— Start Extracted information —
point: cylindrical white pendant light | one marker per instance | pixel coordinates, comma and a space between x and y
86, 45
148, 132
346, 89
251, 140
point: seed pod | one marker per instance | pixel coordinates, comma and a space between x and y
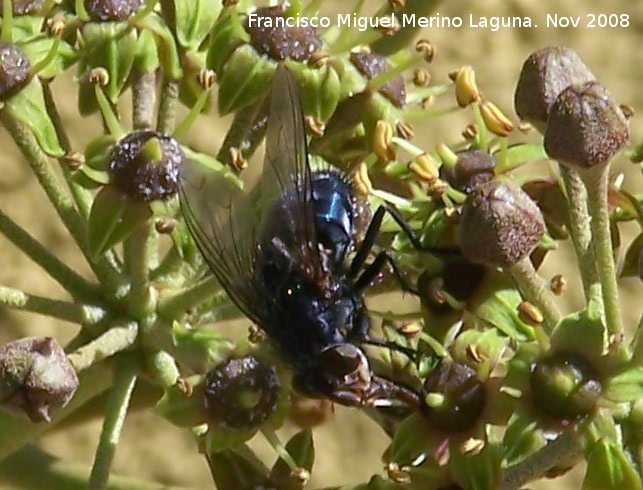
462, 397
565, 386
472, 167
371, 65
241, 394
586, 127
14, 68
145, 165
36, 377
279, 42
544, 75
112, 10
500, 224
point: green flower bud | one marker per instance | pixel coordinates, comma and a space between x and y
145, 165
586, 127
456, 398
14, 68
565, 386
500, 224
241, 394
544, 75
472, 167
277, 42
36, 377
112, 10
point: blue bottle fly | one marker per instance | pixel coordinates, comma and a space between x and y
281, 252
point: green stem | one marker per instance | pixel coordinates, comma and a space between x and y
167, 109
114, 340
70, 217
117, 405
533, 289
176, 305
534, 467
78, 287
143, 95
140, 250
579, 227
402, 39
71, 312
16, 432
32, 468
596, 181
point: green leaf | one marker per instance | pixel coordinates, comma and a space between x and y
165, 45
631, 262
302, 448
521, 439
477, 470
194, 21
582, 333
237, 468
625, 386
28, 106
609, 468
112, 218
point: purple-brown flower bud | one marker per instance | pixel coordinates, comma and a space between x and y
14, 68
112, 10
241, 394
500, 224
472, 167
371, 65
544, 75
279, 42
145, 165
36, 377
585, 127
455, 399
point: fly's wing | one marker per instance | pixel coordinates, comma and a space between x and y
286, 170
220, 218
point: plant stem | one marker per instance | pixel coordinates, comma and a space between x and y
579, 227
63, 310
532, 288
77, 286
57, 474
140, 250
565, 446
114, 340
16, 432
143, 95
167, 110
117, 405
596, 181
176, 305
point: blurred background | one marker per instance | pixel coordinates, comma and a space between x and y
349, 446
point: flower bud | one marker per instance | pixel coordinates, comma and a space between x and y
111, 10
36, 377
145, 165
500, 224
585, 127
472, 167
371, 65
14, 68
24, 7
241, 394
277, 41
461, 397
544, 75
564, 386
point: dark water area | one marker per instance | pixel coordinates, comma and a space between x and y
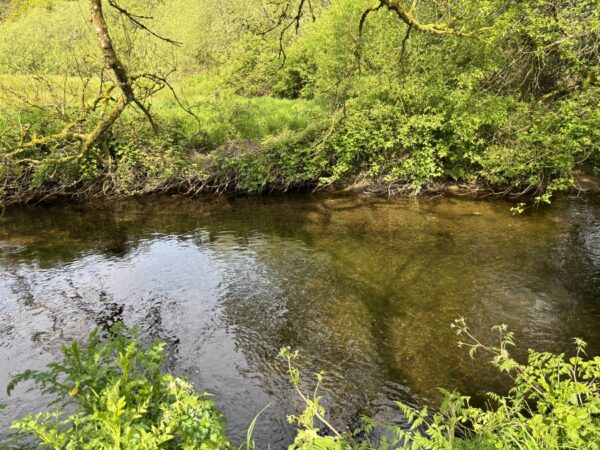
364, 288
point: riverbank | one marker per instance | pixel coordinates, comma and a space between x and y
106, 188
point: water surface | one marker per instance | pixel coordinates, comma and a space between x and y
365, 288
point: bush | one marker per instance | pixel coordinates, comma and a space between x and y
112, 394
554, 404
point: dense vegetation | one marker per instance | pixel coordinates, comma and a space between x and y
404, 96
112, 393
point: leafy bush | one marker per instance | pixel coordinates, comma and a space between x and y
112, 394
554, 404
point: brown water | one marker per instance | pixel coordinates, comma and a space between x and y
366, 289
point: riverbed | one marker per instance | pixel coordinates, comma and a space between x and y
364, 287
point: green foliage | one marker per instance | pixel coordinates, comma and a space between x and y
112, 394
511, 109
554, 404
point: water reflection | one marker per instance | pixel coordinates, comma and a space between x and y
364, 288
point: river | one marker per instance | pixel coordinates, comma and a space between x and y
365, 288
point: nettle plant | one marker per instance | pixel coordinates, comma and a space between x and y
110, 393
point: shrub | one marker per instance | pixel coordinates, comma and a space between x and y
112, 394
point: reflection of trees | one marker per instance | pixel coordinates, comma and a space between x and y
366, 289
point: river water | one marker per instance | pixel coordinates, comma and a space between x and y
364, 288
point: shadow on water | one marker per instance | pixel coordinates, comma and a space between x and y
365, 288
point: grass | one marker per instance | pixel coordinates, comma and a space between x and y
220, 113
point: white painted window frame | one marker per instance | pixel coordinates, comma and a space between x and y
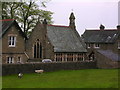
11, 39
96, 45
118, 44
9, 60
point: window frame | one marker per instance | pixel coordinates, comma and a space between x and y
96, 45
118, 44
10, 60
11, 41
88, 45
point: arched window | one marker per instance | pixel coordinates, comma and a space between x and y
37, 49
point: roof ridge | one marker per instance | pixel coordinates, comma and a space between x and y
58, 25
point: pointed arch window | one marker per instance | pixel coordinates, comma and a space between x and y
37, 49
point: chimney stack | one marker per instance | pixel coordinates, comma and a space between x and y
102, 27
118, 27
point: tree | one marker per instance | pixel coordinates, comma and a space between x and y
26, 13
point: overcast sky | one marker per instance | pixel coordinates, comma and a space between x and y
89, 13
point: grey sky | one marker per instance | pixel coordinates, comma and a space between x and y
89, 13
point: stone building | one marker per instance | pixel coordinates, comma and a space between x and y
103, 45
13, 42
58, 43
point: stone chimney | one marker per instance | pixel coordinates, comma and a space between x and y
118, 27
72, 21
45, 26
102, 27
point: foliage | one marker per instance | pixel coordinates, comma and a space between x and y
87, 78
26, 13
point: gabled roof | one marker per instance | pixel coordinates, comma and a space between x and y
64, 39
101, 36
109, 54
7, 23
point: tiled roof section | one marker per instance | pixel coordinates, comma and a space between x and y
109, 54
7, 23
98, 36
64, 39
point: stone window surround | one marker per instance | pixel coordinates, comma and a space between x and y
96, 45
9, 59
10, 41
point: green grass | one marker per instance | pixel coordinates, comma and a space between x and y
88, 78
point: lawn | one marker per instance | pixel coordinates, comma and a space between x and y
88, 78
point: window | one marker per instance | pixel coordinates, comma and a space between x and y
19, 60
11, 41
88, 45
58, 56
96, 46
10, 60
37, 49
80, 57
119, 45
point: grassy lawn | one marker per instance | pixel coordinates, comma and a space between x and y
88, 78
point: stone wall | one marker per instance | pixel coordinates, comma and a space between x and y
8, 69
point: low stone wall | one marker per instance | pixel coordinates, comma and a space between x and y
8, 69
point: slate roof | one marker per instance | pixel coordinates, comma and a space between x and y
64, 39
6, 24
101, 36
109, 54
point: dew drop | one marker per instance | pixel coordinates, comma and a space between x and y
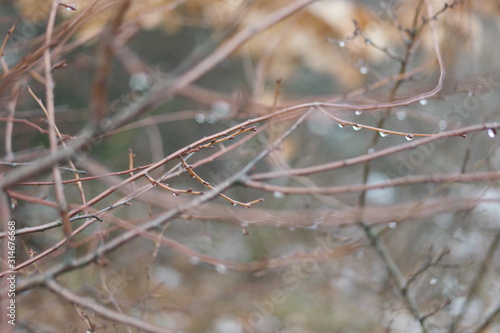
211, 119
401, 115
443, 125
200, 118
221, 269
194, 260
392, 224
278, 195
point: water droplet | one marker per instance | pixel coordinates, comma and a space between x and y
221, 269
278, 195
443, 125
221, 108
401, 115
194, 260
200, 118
— End Extracted information —
— Start Extracted information —
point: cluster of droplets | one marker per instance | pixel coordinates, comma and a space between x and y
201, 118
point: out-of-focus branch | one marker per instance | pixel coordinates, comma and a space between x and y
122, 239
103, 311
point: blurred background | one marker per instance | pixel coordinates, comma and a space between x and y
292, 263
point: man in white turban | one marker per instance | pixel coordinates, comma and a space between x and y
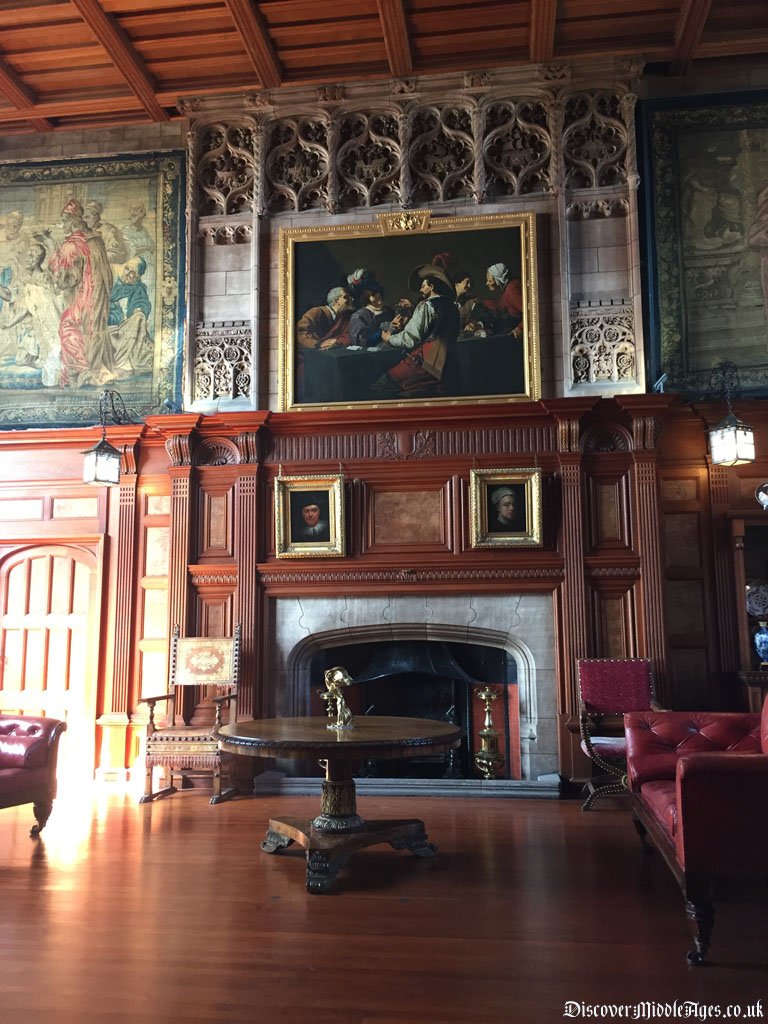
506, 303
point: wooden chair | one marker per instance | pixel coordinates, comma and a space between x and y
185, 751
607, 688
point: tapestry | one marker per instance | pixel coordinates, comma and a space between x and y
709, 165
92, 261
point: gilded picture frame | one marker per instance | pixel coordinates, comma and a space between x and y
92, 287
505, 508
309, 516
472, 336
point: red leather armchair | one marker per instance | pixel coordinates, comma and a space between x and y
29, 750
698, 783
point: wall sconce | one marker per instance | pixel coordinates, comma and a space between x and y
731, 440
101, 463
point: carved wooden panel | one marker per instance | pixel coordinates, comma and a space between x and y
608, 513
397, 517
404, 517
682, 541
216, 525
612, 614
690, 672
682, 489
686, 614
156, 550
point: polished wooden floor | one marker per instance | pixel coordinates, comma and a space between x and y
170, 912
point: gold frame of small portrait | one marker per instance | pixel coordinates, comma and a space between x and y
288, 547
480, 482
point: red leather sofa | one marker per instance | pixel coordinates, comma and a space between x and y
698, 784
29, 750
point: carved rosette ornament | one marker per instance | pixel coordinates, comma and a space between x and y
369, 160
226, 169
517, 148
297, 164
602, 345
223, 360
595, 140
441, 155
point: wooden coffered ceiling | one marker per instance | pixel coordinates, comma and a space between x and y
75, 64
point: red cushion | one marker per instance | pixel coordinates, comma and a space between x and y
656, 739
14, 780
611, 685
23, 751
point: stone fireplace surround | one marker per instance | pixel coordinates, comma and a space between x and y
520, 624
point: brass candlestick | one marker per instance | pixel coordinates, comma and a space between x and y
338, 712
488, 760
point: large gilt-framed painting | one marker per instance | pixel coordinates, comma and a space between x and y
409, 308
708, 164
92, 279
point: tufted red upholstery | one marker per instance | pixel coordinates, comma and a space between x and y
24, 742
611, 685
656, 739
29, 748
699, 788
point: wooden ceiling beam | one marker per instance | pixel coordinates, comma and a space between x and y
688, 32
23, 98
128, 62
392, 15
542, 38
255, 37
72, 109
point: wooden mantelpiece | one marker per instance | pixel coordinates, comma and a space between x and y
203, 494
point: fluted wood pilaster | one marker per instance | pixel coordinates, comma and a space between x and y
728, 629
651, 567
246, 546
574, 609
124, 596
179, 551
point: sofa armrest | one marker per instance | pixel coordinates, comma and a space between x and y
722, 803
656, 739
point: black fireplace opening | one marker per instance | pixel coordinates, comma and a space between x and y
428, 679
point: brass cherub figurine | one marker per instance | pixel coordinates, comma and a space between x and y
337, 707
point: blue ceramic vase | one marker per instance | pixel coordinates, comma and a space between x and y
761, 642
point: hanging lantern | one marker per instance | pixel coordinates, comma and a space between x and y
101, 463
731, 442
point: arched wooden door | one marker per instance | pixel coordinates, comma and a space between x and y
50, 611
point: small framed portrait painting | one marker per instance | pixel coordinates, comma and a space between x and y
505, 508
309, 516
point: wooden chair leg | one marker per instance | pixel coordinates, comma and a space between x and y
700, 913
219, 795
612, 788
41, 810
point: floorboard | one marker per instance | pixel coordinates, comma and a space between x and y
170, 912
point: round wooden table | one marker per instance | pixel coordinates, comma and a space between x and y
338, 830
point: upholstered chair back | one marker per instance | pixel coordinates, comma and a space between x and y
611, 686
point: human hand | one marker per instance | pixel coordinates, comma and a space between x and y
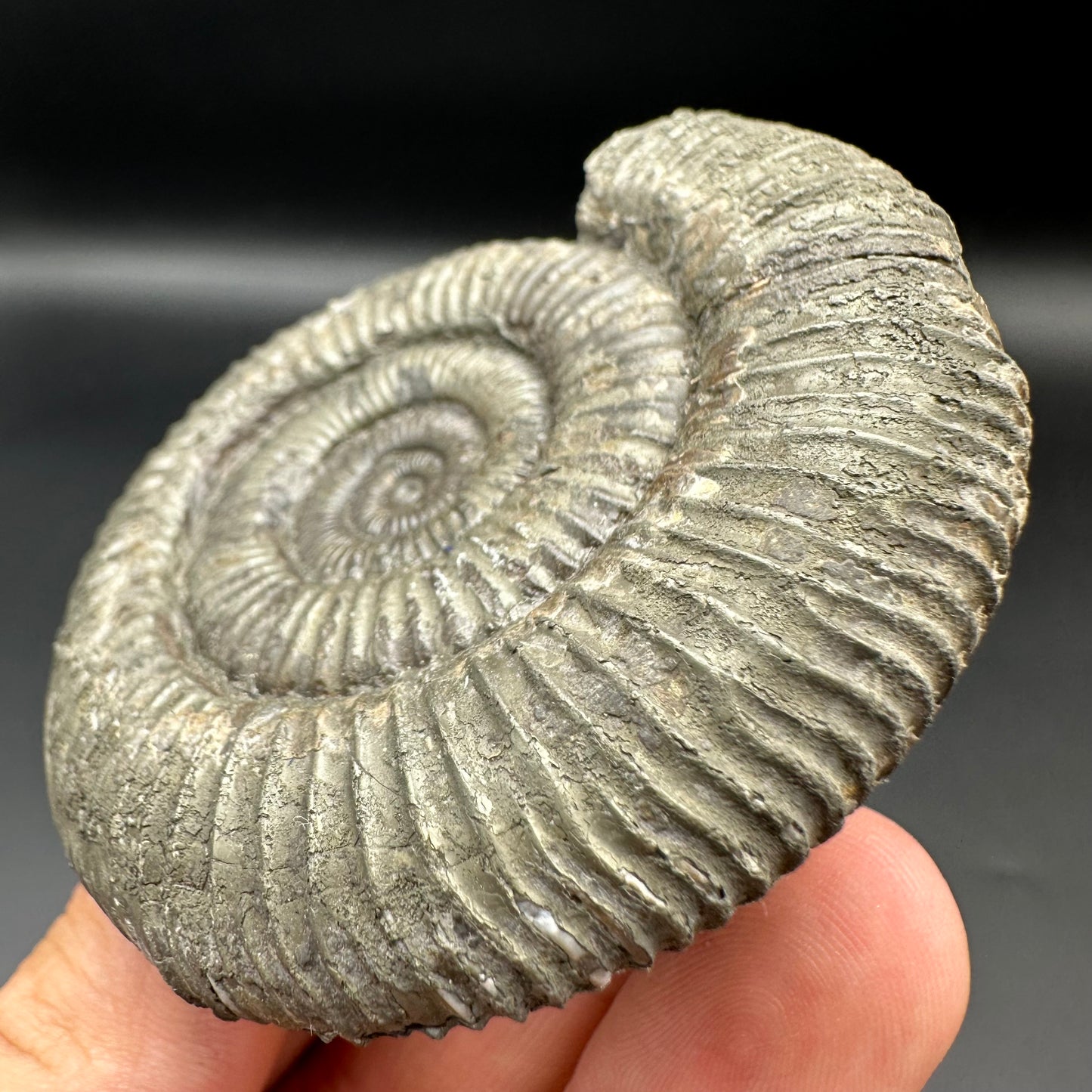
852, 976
— End Extracted information —
— Start Extracted information —
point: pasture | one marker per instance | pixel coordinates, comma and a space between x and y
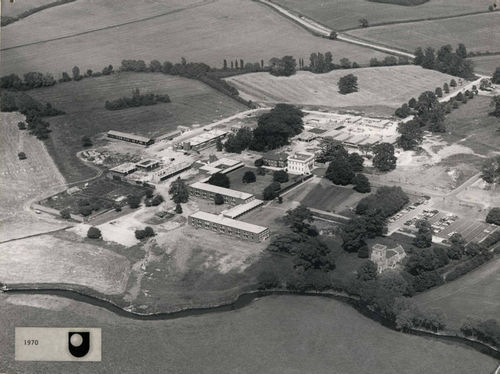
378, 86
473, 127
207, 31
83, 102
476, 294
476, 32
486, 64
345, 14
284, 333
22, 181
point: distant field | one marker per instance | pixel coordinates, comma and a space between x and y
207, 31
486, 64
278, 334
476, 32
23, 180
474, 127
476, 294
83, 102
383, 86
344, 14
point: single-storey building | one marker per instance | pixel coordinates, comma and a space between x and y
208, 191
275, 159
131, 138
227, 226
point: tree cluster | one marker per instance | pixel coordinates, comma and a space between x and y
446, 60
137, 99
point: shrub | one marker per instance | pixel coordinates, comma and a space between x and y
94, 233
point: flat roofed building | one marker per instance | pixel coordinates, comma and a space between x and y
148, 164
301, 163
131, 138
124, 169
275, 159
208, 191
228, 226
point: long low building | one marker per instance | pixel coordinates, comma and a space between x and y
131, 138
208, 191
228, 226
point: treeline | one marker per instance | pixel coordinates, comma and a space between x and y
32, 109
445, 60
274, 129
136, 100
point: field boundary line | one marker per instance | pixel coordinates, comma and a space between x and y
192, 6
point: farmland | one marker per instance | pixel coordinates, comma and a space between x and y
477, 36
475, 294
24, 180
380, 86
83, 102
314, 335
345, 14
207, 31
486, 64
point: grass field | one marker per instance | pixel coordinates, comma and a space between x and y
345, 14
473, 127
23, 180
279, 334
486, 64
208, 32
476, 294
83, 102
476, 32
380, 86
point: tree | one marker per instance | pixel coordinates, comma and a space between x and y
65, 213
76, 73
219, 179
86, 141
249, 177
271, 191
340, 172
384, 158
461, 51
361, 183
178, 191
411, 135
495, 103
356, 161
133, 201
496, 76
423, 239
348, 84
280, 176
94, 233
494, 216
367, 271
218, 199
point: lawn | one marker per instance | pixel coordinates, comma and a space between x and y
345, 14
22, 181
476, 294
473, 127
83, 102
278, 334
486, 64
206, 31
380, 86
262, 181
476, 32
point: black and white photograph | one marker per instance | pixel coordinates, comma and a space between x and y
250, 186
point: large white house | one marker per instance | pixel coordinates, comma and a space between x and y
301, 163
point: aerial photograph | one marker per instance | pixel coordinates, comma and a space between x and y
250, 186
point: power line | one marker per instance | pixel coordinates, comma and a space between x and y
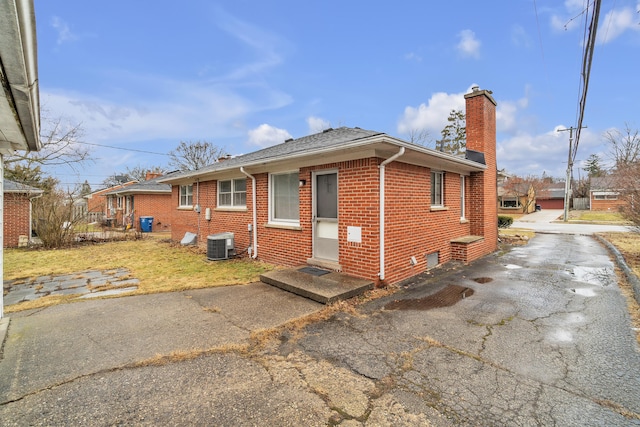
— End Extracted information —
Exercise objective >>
Please give again only the records in the part that opens with the line containing "point: aerial photograph" and closes with the line containing "point: power line", swapping "instance" for "object" and leaving everything else unchanged.

Written answer >>
point: aerial photograph | one marker per object | pixel coordinates, comma and a space between x and y
250, 186
point: power line | one marker per object | pixel coordinates, comma and a space between x and y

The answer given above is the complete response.